**Records from a collection:**
══════

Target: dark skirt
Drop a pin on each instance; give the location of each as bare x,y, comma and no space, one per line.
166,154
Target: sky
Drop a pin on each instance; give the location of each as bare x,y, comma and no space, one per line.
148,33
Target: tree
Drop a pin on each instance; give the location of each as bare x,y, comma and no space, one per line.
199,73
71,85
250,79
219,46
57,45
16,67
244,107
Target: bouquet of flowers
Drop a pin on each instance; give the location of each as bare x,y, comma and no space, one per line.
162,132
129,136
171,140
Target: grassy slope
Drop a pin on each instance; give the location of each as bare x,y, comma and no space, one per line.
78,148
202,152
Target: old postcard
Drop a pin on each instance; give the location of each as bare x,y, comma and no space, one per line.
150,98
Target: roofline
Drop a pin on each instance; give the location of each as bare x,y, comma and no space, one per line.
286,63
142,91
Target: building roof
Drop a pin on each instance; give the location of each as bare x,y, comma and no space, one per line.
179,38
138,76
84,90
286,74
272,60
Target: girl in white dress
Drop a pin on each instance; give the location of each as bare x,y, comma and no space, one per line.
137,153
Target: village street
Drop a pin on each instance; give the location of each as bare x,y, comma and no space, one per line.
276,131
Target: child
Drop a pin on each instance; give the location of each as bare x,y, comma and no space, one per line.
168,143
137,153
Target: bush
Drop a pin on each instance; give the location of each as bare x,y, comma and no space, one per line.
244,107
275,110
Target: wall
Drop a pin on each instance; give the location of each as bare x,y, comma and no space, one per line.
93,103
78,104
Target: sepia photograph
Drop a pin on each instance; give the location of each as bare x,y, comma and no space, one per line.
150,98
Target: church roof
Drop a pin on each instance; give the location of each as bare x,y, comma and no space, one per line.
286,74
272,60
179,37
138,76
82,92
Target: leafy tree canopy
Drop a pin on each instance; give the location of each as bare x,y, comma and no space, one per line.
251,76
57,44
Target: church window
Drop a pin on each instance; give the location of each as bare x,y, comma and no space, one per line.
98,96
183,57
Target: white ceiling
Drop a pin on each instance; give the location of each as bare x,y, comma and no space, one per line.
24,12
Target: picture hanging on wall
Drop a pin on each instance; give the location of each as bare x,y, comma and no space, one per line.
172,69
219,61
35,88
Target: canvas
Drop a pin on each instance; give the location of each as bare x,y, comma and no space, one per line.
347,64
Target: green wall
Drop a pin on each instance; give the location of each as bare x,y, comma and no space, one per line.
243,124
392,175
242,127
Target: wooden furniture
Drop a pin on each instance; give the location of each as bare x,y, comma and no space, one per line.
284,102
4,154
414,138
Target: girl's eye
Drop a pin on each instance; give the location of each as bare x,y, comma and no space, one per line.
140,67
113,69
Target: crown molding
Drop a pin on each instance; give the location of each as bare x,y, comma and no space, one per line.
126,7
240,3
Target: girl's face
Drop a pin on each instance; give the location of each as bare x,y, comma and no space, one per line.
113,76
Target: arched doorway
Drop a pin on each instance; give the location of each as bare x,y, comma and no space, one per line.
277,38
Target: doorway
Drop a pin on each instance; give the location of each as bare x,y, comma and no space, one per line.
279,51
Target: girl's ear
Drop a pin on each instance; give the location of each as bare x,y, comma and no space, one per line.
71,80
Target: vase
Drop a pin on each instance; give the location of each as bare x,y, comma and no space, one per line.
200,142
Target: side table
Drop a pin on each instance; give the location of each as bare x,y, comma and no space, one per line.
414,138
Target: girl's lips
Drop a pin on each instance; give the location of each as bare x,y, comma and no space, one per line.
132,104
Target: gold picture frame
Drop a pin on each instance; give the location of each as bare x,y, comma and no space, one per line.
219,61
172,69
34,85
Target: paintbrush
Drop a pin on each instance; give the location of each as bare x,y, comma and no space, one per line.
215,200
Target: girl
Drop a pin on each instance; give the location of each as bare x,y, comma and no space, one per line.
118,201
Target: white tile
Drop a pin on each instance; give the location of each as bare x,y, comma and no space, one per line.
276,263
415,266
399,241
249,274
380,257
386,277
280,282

══════

**WHAT YOU ARE ASKED TO DO:**
Look above for every line with the word "doorway" and copy it.

**ANSWER FOR THIS EXERCISE:**
Target: arched doorway
Target: doorway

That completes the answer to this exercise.